WHAT THIS TASK INVOLVES:
Transcribe every line of the entries exactly.

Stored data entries
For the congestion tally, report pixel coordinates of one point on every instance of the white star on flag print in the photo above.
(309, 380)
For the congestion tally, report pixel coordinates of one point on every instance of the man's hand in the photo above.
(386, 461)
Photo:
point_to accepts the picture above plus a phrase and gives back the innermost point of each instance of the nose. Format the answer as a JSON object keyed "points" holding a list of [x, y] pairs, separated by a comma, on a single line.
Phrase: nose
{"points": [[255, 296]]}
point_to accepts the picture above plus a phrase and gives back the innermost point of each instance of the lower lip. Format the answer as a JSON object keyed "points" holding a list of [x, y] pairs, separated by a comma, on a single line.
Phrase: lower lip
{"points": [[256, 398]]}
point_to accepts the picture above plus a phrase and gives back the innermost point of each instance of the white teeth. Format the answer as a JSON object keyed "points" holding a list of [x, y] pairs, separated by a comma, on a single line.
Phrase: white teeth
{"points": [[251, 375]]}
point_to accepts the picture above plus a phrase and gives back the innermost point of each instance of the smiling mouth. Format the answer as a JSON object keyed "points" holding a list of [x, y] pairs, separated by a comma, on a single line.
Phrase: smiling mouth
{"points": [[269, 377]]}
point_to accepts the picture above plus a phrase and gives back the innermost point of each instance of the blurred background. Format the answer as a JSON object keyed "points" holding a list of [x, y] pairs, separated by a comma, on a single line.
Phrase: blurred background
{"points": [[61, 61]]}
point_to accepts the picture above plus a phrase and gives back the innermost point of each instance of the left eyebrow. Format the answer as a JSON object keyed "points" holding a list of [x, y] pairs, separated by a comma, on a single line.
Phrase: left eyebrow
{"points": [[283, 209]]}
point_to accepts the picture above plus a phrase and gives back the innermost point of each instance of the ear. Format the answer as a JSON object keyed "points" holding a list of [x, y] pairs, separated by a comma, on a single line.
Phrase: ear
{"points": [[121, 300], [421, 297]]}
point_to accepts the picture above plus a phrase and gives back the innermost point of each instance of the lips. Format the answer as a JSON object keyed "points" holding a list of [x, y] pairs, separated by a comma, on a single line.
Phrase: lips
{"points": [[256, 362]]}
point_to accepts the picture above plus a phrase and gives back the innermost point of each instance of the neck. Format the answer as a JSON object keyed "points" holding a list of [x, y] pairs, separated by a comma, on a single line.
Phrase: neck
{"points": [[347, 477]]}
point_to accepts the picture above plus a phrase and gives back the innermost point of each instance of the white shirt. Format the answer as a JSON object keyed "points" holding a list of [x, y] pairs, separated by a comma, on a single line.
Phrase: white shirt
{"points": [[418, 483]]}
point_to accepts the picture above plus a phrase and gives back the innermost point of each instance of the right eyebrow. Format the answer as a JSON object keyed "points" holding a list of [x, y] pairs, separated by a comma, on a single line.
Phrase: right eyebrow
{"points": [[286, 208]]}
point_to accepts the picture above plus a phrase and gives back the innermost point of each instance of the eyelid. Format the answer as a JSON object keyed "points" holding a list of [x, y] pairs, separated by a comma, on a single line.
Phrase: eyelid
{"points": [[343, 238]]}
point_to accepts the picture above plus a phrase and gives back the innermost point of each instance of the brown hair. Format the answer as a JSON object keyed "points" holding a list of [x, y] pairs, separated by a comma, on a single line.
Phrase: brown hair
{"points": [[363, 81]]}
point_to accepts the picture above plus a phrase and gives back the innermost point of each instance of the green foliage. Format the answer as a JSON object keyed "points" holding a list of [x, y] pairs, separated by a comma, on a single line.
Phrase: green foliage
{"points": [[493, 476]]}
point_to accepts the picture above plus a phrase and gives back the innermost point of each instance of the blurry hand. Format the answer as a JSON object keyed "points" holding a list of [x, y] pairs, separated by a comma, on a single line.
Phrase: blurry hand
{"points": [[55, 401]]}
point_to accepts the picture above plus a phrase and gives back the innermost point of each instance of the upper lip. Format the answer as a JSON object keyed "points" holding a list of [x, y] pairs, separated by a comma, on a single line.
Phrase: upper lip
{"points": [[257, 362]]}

TASK ANSWER:
For the congestion tally, report pixel coordinates of one point on every instance of the white star on flag print in the photo above.
(309, 380)
For the congestion tally, report pixel coordinates of one point on every instance of the man's hand in the photo above.
(386, 461)
Photo:
point_to accepts the picture above plus a phrase and gives back the innermost point of each instance of the nose. Format the answer as a JSON object keyed "points" holding a list of [x, y] pairs, separated by a comma, on a single line.
Phrase: nose
{"points": [[255, 296]]}
point_to accepts the picture above plus a phrase and gives back the innermost point of each instance of the lower lip. Format the answer as a JSON object keyed "points" holding a list of [x, y] pairs, separated by a comma, on a single line.
Phrase: lower lip
{"points": [[256, 398]]}
point_to accepts the picture above plus a phrase and gives back the innermost point of each instance of the white teeth. Format the answer as a JSON object keyed "points" holding a list of [x, y] pairs, separated by a comma, on a single line.
Phrase: white teeth
{"points": [[251, 375]]}
point_to accepts the picture above plus a phrase and gives back the innermost point of each instance of the smiling mouth. Format the answer as a JSON object keyed "points" holding a list of [x, y] pairs, separated by a comma, on a single line.
Phrase: smiling mouth
{"points": [[269, 377]]}
point_to accepts the picture above plus a phrase and gives back the innermost point of each instance of the blurred background. Format the answer as a JSON object keyed "points" holding a list of [x, y] pairs, separated by a comma, on a single line.
Phrase: blurred background
{"points": [[61, 61]]}
point_to accepts the picture above plus a phrase and gives back the innermost point of each instance of the left eyebrow. Format the answer as a JSON object keyed "points" holding a list of [x, y] pairs, separated by a comma, on a single line.
Phrase: left eyebrow
{"points": [[283, 209]]}
point_to accepts the picture above plus a phrase and gives back the innermost point of each instance of the ear. Format the answer as a JSON object keyed "points" holding a list of [x, y] pairs, separated by a comma, on a single line.
Phrase: ear
{"points": [[121, 300], [421, 297]]}
point_to accepts the picture above plus a phrase and gives back the innermost point of each instance of the lips. Format the answer as a JSON object keyed "points" holding a list of [x, y] pairs, separated by a comma, on a single line.
Phrase: lips
{"points": [[256, 362]]}
point_to accepts the picture above plus a phrase and gives back the innermost point of each instance of the neck. Format the answer as a JSON object keyed "points" holding a list of [x, y] pairs, separated by a comma, on a single line.
Phrase: neck
{"points": [[347, 477]]}
point_to accepts the picture above plus a phrase and gives back the innermost point of each instance of the white shirt. Format the answer as a JSON object keyed "points" holding a list of [x, y] pairs, separated by a comma, on a single line.
Phrase: white shirt
{"points": [[418, 483]]}
point_to accepts the picture above plus a phrase and gives back the innermost point of each instance of the right eyebrow. Format the answer as a JSON object keyed "points" holding a list of [x, y] pairs, separated by a comma, on a single line.
Phrase: right eyebrow
{"points": [[286, 208]]}
point_to accepts the picture above plus a phrase and gives back the innermost point of each instance of the eyelid. Format the answer as a JSON object keyed "points" holding a list of [x, y] pairs, separated by a comma, on a single line.
Phrase: eyelid
{"points": [[343, 238]]}
point_to accepts the picture above plus a phrase and gives back the innermost point of each instance of the brown hair. Format the answer as a JSON object keyed "points" holding a list of [x, y] pairs, separated by a comma, on a single line.
Phrase: brown hair
{"points": [[363, 81]]}
point_to accepts the picture above plus a phrase and gives back the innermost point of each instance of the green foliage. Format the answer as a JSON object keyed "points" holding a list of [x, y] pairs, separated by a comma, on a single line.
Phrase: green foliage
{"points": [[493, 476]]}
point_to accepts the picture above plus a phrase and gives back the innermost point of each instance of the blurry hand. Format the answer as a JSON object keyed "points" holding a list of [x, y] pairs, separated by a comma, on a single line.
Phrase: blurry hand
{"points": [[55, 401]]}
point_to accepts the picture above plus a phrase and gives back the innermost point of each instance of the upper lip. Format the answer as a JSON object keyed "points" holding a list of [x, y] pairs, separated by a comma, on a single line.
Phrase: upper lip
{"points": [[257, 362]]}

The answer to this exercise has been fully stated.